→ **Article**

###

French GP 2000

French GP, 2000

DAVID COULTHARD dominated the French Grand Prix in his McLaren-Mercedes. He led home Mika Hakkinen to a dominant McLaren 1-2 finish. But this race was more important than that. David showed that he is now the McLaren team leader, that he has no fear of Michael Schumacher and is willing to risk as much as Michael is to win races. It is a message which Schumacher will not want to hear, he is used to his rivals backing down...

When they opened Magny-Cours in 1960 it was called the Circuit Jean Behra, named after France's best racer of the 1950s who had been killed the previous year at the AVUS. It was one of those lovely racing tracks which someone with a lot of money had built because they had a lot of money. That original track was only just over a mile in length although success in the early years resulted in the length being doubled in 1971, a few months before the track's founder Jean Bernigaud died and the track was handed on to the local motor club - the ASA Nivernais.

It remained an unimportant sort of place until the middle of the 1980s when the local authorities bought it and piled in so much money that people thought that something odd was going on and after lots of political moves the French Grand Prix left its home in Paul Ricard and headed to Nevers where there were none of the delights that made the F1 world like Paul Ricard so much. 10 years later the race is still here and will go on now until 2004 by which time, perhaps, Paul Ricard will have been rebuilt and we can go back to the beaches.

###

→ **To-do list**
1 - List every person named in the French Grand Prix article.
2 - Carry the French Grand Prix article forward from its final sentence.

[Dataset excerpt]
###

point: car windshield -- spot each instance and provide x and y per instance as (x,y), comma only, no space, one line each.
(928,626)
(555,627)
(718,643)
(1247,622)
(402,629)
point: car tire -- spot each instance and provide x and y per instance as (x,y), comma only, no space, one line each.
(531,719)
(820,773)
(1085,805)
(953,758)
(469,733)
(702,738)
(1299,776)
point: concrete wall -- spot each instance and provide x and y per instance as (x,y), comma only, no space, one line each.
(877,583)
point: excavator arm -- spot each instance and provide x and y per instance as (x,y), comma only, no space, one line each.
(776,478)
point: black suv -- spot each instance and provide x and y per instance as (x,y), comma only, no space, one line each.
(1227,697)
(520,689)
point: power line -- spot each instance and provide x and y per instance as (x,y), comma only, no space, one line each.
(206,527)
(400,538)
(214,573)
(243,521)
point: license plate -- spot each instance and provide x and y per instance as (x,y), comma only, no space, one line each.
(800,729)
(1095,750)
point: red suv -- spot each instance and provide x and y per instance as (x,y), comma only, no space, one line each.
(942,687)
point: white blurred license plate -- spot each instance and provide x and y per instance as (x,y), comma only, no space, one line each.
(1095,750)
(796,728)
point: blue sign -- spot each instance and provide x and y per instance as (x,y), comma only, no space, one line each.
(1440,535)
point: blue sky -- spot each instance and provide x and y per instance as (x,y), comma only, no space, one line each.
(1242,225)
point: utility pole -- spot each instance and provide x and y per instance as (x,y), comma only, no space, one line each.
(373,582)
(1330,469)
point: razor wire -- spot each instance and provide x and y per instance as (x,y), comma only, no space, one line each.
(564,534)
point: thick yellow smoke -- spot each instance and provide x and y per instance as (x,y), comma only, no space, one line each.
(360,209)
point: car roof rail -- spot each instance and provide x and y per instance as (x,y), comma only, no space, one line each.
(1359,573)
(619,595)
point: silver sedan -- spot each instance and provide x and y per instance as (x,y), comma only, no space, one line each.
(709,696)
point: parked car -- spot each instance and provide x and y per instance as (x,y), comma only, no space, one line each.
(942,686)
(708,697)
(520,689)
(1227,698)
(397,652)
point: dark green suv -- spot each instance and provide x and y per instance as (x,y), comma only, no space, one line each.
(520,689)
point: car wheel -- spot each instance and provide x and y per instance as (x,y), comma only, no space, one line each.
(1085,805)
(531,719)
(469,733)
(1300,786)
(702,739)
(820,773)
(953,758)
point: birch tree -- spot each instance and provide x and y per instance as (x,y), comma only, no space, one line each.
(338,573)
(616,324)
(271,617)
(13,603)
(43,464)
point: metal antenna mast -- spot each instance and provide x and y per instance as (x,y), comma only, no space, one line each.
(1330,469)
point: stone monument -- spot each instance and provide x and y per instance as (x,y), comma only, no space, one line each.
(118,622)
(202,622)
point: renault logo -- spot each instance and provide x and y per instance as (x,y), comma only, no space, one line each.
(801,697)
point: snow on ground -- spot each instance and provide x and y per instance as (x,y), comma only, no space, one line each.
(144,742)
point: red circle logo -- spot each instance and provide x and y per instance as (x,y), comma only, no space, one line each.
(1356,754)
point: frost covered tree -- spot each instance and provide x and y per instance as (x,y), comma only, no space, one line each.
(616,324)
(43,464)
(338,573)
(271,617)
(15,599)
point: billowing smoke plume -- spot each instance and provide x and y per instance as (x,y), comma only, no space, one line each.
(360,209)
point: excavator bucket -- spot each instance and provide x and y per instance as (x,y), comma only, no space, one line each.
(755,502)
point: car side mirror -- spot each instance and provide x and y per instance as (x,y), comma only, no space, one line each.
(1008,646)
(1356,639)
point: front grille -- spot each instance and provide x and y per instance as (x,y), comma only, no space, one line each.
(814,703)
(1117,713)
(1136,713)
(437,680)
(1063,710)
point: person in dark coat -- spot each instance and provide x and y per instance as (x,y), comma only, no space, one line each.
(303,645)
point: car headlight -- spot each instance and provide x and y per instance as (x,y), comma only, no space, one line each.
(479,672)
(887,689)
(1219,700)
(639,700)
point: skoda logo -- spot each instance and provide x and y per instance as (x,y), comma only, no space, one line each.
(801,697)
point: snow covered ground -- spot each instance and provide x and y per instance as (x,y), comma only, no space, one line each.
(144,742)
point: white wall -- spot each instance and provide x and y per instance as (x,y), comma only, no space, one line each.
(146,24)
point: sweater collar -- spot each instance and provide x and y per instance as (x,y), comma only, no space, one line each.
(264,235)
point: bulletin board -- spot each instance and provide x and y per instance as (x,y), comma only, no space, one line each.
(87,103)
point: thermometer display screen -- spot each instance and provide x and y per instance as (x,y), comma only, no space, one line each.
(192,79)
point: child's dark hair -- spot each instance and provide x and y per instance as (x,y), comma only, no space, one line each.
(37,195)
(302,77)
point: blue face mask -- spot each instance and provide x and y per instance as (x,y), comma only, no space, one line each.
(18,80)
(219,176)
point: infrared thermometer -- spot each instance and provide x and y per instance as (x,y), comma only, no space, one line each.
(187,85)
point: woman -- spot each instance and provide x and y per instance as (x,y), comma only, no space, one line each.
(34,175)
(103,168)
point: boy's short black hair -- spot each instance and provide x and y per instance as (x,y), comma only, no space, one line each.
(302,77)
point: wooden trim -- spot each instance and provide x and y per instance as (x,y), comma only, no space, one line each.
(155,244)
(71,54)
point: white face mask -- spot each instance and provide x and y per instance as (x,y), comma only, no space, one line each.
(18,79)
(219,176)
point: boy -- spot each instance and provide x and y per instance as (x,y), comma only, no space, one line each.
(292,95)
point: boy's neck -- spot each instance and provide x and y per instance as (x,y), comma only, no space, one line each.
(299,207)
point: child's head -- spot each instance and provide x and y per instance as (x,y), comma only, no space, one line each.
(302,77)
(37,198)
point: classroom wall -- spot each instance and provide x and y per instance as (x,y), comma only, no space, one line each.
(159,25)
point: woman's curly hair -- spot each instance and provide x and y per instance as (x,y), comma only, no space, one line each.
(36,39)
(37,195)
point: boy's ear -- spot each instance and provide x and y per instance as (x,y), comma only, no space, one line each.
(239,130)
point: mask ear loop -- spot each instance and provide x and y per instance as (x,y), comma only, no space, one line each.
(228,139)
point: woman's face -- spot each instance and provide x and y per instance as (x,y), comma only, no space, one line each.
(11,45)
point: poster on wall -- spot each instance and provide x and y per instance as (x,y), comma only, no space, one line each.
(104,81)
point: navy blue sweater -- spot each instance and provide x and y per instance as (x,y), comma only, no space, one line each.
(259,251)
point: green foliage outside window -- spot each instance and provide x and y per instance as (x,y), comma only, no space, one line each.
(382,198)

###

→ **Answers by task**
1 - David Coulthard, Mika Hakkinen, Michael Schumacher, Jean Behra, Jean Bernigaud

2 -
Magny-Cours is the quietest race of the year because no-one really wants to go there due to the fact that there are not enough hotels and people have to drive for hours to get to the area. Furthermore, because the roads near the circuit are not much better than those at Silverstone, there is then the prospect of queuing to get in. The helicopters are used heavily, of course, but that is only for the beautiful people so the normal folk come to Magny-Cours in camper vans and tents and stay at the track, drinking, barbecuing and having a nice time at the start of the European holiday season. There is not much to do once you have walked around the circuit, visited the go kart tracks and had a quick look around the Ligier museum and so everyone gets together and has a good time and it seems that most folk enjoy themselves.

But in the paddock it is not a favorite. It is quiet.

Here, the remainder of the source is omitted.